What is required = Revise the data below by replacing "pixel coordinates" with "pixel positions" and leaving every other part unchanged.

Coordinate annotation entries =
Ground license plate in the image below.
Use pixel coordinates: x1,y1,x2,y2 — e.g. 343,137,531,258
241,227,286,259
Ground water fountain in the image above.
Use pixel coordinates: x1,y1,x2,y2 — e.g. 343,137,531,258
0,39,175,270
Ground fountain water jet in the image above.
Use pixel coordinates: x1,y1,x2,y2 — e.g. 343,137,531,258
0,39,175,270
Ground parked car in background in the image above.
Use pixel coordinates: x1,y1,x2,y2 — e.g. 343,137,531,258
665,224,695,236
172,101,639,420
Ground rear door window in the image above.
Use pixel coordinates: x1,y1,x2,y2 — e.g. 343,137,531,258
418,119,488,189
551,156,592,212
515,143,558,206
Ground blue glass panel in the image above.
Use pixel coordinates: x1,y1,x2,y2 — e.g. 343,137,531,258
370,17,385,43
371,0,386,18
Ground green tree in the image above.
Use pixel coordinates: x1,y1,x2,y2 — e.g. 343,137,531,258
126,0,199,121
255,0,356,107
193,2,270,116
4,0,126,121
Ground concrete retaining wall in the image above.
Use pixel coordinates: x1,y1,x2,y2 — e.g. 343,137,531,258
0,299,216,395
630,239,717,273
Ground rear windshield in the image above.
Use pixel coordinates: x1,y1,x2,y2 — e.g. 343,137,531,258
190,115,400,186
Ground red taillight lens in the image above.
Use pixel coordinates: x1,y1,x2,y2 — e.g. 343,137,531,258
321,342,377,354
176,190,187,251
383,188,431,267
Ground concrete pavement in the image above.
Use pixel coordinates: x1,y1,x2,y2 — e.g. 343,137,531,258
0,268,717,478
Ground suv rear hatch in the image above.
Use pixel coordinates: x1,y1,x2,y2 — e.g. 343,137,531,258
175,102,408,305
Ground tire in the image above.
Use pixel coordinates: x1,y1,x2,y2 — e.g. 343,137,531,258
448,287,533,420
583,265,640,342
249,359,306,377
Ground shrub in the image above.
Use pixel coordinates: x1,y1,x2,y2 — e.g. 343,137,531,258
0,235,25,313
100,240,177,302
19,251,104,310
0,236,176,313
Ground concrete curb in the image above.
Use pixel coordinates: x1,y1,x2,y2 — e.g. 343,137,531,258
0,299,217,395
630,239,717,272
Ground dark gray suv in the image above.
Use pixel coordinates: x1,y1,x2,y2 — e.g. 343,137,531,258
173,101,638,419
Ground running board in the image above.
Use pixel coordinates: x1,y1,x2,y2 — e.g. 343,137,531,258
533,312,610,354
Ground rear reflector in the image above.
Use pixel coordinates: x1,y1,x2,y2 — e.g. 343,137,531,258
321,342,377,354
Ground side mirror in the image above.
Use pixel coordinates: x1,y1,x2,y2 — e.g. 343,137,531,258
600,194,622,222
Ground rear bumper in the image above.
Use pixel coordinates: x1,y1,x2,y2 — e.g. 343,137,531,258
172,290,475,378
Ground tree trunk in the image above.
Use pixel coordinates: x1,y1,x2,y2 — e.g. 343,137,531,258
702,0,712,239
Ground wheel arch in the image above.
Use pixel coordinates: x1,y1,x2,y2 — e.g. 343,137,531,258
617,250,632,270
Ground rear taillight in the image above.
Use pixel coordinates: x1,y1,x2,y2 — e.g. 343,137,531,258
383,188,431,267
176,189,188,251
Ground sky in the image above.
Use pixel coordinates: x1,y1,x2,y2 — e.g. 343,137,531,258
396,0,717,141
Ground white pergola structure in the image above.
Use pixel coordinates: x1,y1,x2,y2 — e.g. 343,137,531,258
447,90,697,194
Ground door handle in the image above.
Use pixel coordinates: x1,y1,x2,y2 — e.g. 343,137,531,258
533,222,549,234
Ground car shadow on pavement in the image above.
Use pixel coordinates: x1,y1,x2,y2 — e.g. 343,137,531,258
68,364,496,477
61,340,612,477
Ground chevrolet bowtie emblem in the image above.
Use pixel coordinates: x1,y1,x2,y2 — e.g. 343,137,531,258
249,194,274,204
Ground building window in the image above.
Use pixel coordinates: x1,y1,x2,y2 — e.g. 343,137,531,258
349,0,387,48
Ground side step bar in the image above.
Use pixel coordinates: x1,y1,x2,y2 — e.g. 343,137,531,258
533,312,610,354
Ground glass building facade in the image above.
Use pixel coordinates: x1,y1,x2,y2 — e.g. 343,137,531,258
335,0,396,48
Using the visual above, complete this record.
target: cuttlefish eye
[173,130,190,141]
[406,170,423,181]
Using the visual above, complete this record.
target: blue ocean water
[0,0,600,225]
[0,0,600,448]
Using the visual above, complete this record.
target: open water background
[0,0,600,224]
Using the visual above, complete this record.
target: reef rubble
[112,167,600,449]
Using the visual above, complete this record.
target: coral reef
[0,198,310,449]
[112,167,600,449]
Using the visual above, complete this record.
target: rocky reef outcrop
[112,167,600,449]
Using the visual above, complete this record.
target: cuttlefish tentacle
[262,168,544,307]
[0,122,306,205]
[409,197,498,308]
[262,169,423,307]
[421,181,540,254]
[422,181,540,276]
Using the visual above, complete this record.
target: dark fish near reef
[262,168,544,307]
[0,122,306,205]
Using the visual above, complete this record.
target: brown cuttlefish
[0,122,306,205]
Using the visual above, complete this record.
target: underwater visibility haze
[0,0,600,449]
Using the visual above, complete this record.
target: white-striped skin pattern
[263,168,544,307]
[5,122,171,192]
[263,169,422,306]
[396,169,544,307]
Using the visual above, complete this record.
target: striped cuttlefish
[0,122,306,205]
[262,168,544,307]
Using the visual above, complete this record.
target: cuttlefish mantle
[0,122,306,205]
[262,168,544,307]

Final result =
Ground license plate in the image below.
Use pixel positions: x1,y1,x2,y2 — e.g. 343,137,531,258
241,227,286,259
Ground water fountain in the image above.
Use pixel positions: x1,y1,x2,y2 — e.g. 343,137,531,258
0,39,175,270
Ground fountain water jet in the image above.
Use pixel positions: x1,y1,x2,y2 — e.g. 343,137,531,258
0,39,175,270
Ground parked car in background in the image above.
Use pixel positions: x1,y1,x2,y2 — e.g. 343,137,531,258
665,224,695,236
172,101,639,420
Ground rear door window in the image above.
Use pixel positions: x1,y1,x2,y2 — e.g. 343,137,531,258
418,119,488,189
551,156,592,212
515,143,558,206
Ground blue glass panel in the image above.
Use pixel positions: x1,y1,x2,y2 — e.g. 343,137,531,258
370,17,385,43
371,0,386,18
Ground green tree in the image above.
Use pixel positions: x1,y1,x2,y2 — e.g. 343,137,531,258
126,0,199,121
255,0,356,107
193,2,270,116
4,0,126,121
Ground concrete retaining wall in the image above.
Use pixel positions: x1,y1,x2,y2 — e.g. 343,137,531,258
0,299,216,395
630,239,717,273
Ground rear windshield in the image above.
Use pixel positions: x1,y1,x2,y2 — e.g. 343,137,531,258
190,115,400,186
Ground red taillight lens in the image above.
Use pixel positions: x1,y1,x2,y2 — e.g. 343,137,531,258
321,342,377,354
176,190,187,251
383,188,431,267
Ground concrete pavement in the image above.
Use pixel positions: x1,y1,x2,y2 — e.g. 343,137,531,258
0,268,717,478
Ground suv rear hatch in the image above.
Use pixel positions: x1,y1,x2,y2 — e.g. 343,137,531,258
175,102,408,305
Ground tire in the image above.
Use pixel positions: x1,y1,x2,y2 — e.g. 343,137,531,258
448,287,533,420
583,265,640,342
249,359,306,377
Ground shrub in the image above.
Use pixel positions: x1,y1,x2,y2 — e.g. 343,137,531,258
0,235,25,313
100,240,177,302
19,251,104,310
0,236,176,313
Ground concrete curb in the image above.
Use pixel positions: x1,y1,x2,y2 — e.g. 343,137,531,258
0,299,217,395
630,239,717,272
Ground dark gray suv in the image above.
Use pixel positions: x1,y1,x2,y2 — e.g. 343,137,531,258
173,101,638,419
Ground running board in the image above.
Use pixel positions: x1,y1,x2,y2 — e.g. 343,137,531,258
533,312,610,354
Ground rear reflector in the image above.
Use pixel positions: x1,y1,x2,y2 — e.g. 343,137,531,258
321,342,377,354
Ground side mirror in the image above.
Use pixel positions: x1,y1,x2,y2 — e.g. 343,137,531,258
600,194,622,222
Ground rear bumper in the image above.
Use pixel positions: x1,y1,x2,y2 — e.g. 343,137,531,258
172,290,475,378
Ground tree trunk in the image above.
Use pixel positions: x1,y1,x2,y2 — e.g. 343,137,531,258
702,0,712,239
Ground wheel arch in the image above.
Use pixel positions: x1,y1,x2,y2 — e.g. 343,137,531,258
617,250,632,270
Ground rear taillight in the image above.
Use pixel positions: x1,y1,x2,y2 — e.g. 343,137,531,258
383,188,431,267
176,189,188,251
Ground sky in the image above.
Use pixel positions: x1,y1,x2,y2 — e.g. 343,137,531,258
396,0,717,141
Ground white pergola structure in the image above.
Use pixel positions: x1,y1,x2,y2 — e.g. 343,137,531,258
447,90,697,194
Ground door handle in the image above.
Use pixel positions: x1,y1,x2,y2 — e.g. 343,137,531,258
533,222,549,234
Ground car shadow on pavement in the image above.
Use pixel positions: x1,y1,x2,y2 — e.g. 343,137,531,258
68,364,496,477
61,340,612,477
Ground chevrolet bowtie emblem in the image above.
Use pixel positions: x1,y1,x2,y2 — e.g. 343,137,531,258
249,194,274,204
Ground building window in the image above.
Use pixel positions: x1,y1,x2,y2 — e.g. 343,137,531,258
349,0,387,48
Ground side step bar in the image above.
Use pixel positions: x1,y1,x2,y2 — e.g. 343,137,531,258
533,312,610,354
Ground glass building facade in the image above.
Use pixel positions: x1,y1,x2,y2 — e.g. 343,137,531,258
335,0,396,48
Using the visual above, complete this record.
target: cuttlefish eye
[173,130,190,141]
[406,170,423,181]
Using the visual above, complete this record.
target: blue ocean water
[0,0,600,225]
[0,0,600,448]
Using the visual above, complete this record.
target: open water background
[0,0,600,224]
Using the visual above, complete this record.
target: reef rubble
[112,167,600,449]
Using the visual above, complete this record.
target: coral reef
[0,198,310,449]
[112,167,600,449]
Using the visual above, complete this record.
target: rocky reef outcrop
[112,167,600,449]
Using the visual above, complete this record.
target: cuttlefish tentacle
[262,168,544,307]
[0,122,306,205]
[409,197,498,308]
[262,169,423,307]
[421,181,540,254]
[422,181,540,276]
Using the visual above, complete this record.
target: dark fish near reef
[262,168,544,307]
[0,122,306,205]
Using the visual above, complete this record.
target: brown cuttlefish
[0,122,306,205]
Using the visual above, complete this record.
target: underwater visibility haze
[0,0,600,449]
Using the visual above, complete this record.
target: white-striped skin pattern
[263,168,544,307]
[5,122,171,192]
[263,169,422,306]
[396,169,544,307]
Using the visual above, complete this record.
target: striped cuttlefish
[0,122,306,205]
[262,168,544,307]
Using the visual above, complete this record.
target: cuttlefish mantle
[0,122,306,205]
[262,168,544,307]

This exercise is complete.